§ **YOUR TASK**: From the material below, copy each line that holds the word "paper".

§ **WORKING DATA**:
^^^^

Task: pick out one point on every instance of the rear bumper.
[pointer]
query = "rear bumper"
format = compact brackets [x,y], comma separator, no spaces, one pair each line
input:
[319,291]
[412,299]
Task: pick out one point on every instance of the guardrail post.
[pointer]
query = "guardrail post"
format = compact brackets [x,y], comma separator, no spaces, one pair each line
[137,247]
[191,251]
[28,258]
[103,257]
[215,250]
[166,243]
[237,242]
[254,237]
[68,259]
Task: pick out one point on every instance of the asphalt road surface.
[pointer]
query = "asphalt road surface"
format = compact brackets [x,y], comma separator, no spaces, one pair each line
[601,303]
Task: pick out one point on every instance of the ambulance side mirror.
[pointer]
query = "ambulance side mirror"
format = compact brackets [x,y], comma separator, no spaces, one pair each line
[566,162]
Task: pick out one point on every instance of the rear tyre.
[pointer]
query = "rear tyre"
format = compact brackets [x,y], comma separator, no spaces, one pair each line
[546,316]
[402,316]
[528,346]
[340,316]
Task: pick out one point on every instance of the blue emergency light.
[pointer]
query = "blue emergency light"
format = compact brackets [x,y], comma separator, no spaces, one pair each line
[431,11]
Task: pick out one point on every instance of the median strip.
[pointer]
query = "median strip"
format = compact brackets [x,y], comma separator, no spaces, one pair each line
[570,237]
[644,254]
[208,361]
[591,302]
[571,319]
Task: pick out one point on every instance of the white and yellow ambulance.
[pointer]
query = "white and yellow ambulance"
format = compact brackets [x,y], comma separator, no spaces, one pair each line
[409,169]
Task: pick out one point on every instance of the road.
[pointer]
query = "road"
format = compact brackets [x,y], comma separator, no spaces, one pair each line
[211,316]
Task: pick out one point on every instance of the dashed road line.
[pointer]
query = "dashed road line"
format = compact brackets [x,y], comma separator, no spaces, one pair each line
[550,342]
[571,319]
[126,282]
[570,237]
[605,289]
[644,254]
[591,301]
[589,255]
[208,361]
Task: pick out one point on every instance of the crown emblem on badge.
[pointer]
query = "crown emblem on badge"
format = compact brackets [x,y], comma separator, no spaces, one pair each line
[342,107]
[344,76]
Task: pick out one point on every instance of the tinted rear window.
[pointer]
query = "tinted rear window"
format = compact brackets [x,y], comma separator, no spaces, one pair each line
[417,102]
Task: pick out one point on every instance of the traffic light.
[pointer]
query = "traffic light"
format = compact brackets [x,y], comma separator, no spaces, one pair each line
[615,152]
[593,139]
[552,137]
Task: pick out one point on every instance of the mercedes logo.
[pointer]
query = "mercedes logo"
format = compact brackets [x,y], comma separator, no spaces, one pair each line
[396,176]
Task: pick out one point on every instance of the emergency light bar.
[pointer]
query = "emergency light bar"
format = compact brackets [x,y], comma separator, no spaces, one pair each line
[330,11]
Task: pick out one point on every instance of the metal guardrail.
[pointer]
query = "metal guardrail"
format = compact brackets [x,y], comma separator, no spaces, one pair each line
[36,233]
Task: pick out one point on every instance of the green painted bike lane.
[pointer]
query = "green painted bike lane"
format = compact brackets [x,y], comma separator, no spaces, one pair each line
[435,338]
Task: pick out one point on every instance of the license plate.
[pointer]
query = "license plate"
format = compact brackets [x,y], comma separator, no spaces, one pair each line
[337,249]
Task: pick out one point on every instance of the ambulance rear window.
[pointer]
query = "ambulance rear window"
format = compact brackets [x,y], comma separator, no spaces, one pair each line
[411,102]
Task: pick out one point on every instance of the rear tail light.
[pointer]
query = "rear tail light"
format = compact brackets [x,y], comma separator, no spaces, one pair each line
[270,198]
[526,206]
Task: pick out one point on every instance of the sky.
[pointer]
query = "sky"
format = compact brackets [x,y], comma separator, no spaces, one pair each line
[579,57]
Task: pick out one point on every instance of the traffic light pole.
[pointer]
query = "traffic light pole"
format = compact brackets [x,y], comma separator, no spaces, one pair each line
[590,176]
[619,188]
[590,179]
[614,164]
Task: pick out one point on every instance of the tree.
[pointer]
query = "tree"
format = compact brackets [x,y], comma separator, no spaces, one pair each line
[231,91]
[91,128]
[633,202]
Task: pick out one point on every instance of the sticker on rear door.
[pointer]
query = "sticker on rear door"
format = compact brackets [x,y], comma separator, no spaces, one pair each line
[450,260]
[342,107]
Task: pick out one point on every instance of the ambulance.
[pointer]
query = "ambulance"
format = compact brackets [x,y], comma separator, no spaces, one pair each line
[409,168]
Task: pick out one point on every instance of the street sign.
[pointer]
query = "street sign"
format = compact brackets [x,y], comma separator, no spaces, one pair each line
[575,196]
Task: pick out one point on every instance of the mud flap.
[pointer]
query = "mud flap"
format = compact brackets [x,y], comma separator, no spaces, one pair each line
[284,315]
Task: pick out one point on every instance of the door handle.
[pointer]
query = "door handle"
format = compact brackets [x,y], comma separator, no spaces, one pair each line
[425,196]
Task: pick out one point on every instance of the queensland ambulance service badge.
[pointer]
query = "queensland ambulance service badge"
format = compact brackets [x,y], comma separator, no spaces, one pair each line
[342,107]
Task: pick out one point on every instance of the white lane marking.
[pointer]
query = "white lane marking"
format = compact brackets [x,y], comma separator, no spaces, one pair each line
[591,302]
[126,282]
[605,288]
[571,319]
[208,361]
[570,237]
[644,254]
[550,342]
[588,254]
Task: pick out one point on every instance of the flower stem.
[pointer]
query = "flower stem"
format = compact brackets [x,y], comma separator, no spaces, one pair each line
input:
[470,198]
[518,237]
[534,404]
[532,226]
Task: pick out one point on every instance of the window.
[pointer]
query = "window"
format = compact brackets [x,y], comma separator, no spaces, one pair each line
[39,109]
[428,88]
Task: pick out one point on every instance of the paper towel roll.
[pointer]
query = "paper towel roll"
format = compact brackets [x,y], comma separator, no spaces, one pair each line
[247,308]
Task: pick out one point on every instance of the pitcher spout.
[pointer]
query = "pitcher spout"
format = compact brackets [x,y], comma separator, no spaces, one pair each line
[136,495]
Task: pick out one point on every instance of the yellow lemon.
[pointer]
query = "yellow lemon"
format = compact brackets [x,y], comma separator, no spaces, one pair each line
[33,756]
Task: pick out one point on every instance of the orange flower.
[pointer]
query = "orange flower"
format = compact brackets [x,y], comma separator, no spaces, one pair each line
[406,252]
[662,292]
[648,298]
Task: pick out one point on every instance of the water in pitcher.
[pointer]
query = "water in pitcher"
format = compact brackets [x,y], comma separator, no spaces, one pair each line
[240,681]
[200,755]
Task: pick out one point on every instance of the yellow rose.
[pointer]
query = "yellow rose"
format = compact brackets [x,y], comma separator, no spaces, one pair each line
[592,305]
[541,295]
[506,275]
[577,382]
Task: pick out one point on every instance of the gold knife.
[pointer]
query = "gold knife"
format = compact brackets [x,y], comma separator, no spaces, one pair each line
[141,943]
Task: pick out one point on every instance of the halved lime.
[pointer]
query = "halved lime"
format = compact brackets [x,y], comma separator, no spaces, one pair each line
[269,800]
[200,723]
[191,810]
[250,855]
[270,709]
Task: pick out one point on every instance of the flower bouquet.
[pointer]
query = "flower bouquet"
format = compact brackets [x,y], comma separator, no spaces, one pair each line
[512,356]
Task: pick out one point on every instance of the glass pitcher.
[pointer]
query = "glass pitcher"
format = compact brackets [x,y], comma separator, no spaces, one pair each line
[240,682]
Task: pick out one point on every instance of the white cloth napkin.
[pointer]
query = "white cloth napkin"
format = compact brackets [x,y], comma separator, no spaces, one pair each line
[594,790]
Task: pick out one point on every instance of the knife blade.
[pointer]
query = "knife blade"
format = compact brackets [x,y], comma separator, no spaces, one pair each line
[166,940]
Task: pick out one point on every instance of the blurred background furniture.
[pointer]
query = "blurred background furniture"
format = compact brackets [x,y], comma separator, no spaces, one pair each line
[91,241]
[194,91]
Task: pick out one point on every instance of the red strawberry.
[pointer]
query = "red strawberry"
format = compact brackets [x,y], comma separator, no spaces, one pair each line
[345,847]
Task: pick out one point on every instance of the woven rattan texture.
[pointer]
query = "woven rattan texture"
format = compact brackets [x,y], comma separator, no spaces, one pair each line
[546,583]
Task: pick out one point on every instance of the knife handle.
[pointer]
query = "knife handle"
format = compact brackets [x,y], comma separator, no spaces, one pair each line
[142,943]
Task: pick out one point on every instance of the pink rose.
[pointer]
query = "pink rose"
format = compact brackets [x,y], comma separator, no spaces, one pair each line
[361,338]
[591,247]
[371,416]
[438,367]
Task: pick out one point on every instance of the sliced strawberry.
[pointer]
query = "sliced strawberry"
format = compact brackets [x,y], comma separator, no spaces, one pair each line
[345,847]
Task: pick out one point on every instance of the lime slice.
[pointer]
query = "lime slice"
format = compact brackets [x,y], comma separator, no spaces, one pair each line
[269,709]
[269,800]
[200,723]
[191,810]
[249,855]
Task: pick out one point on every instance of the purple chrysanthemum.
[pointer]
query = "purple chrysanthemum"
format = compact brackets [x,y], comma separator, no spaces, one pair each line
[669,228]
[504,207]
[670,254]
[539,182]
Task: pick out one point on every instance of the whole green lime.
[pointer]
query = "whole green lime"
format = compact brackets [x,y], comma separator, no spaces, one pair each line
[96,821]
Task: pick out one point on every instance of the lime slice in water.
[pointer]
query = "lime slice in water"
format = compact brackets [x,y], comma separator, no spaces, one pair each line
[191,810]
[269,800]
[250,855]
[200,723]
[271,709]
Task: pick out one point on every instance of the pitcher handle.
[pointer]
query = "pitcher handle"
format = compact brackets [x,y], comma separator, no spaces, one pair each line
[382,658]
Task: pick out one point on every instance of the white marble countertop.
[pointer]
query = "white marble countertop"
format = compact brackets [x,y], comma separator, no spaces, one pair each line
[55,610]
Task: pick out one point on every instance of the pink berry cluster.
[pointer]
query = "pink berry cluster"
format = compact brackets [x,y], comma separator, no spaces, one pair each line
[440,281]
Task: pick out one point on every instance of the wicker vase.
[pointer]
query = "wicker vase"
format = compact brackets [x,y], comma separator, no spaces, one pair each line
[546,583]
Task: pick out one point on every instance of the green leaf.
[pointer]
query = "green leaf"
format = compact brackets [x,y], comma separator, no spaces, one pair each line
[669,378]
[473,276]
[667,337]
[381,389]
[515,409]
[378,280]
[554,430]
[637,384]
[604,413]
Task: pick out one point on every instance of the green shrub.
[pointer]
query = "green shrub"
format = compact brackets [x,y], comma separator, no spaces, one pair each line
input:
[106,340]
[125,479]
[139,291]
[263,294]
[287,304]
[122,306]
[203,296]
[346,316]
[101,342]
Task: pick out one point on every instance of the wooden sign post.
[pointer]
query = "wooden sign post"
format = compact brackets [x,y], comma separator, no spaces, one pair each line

^^^^

§ **SOLUTION BELOW**:
Task: pick out one point on every instance of the paper towel roll.
query = "paper towel roll"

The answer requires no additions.